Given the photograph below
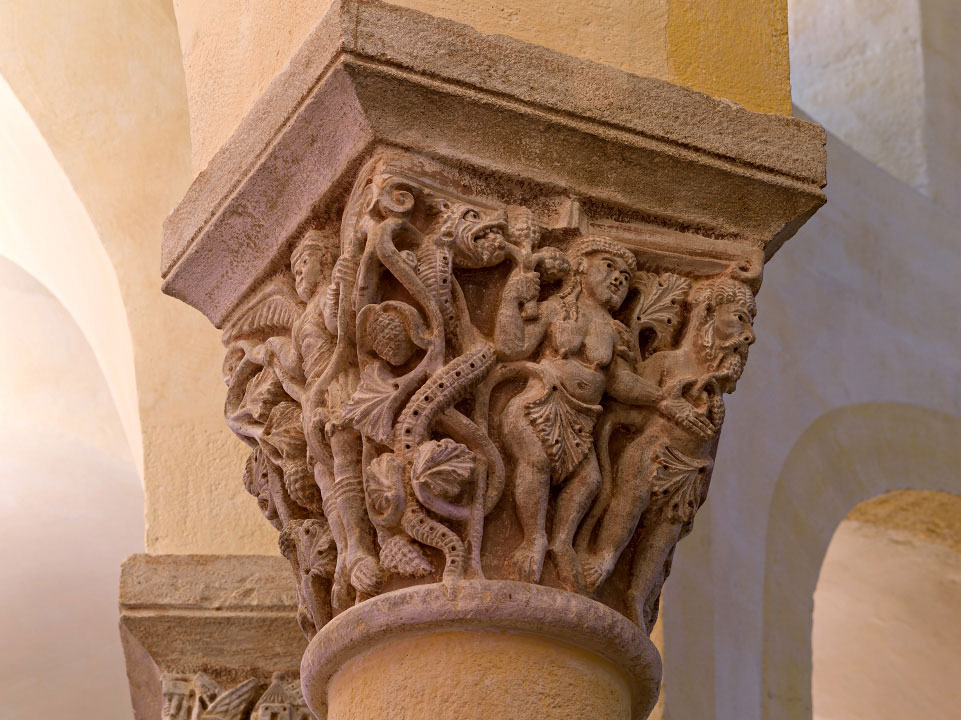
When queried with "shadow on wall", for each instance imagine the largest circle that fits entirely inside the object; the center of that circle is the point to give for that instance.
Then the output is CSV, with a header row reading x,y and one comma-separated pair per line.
x,y
887,611
847,456
70,511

What you will do :: Format every line of the records above as a JSON list of strings, one string per line, skipping blank lines. Omit the pictures.

Correct answer ::
[
  "Given the photograph below",
  "When queried with \"shadow on wall\", for each instance imagine the largest circle that fits entirely inside the object; the center of that circle is the point to give for that instance.",
  "Then the output is CSV, with a header row reading x,y and one comma-separated pair per line.",
  "x,y",
  "887,611",
  "847,456",
  "70,511"
]